# PARTS OF THE EXERCISE
- a) According to the passage on display technology, what special class of vector display was developed in 1968?
- b) Rewrite the stretch of entries from the line containing "Locate the bare" through the end of the entries, requests included, and shift every coordinate in the answers by adding 104 to it. Give only those lines.

# EXCERPTED PASSAGE
----------------------------------------
Display technology has had three basic phases in its history starting with monochrome vector CRT, going through monochrome raster CRT to color raster CRT, and then using color raster LCD and OLED. CRTs are either vector, or raster. A vector, or electrostatic CRT, (sometimes referred to as “random scan”) was first used as a used in computer systems from the 1940s to as late as the late 1980s and were replaced by electromagnetic deflection raster scan displays (sometimes referred to as “all points addressable” APA display). Vector displays were round, and usually large, 20–24-in. in diameter. Raster displays, based on TV tubes, were rectangular, ranging in size from as small as 9-in., up to 27-in., in the 2000s 30-in. raster-scan LCD computer monitors became available. Generally, if you see a picture of an old computer you can tell what kind of display it has by its shape. A special class of vector display was developed in 1968 called a storage tube. The Direct View Storage Tube emerged as a graphics screen that maintained an image without requiring refreshing (However, the entire screen had to be redrawn for any change). Vector graphics terminals, which evolved from oscilloscopes, required constant refreshing of the image—one of the reasons the storage tube display terminals were so popular.
----------------------------------------
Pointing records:

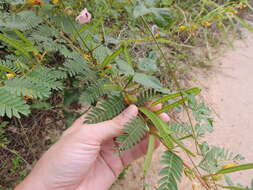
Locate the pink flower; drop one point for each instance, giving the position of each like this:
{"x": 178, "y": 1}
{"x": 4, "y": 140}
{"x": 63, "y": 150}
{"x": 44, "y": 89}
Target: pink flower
{"x": 84, "y": 17}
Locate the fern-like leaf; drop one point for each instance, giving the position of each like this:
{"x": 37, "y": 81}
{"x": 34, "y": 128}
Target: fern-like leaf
{"x": 215, "y": 157}
{"x": 46, "y": 77}
{"x": 25, "y": 87}
{"x": 76, "y": 66}
{"x": 92, "y": 93}
{"x": 172, "y": 171}
{"x": 146, "y": 96}
{"x": 12, "y": 105}
{"x": 23, "y": 20}
{"x": 134, "y": 131}
{"x": 106, "y": 110}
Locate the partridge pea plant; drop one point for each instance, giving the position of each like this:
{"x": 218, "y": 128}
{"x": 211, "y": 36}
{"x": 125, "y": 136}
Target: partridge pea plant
{"x": 97, "y": 60}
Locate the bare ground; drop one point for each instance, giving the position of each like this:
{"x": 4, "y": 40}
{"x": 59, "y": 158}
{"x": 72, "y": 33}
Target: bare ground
{"x": 228, "y": 89}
----------------------------------------
# OUTPUTS BY TASK
- a) A storage tube.

- b)
Locate the bare ground; drop one point for each instance, giving the position of each like this:
{"x": 4, "y": 40}
{"x": 59, "y": 158}
{"x": 72, "y": 33}
Target: bare ground
{"x": 332, "y": 193}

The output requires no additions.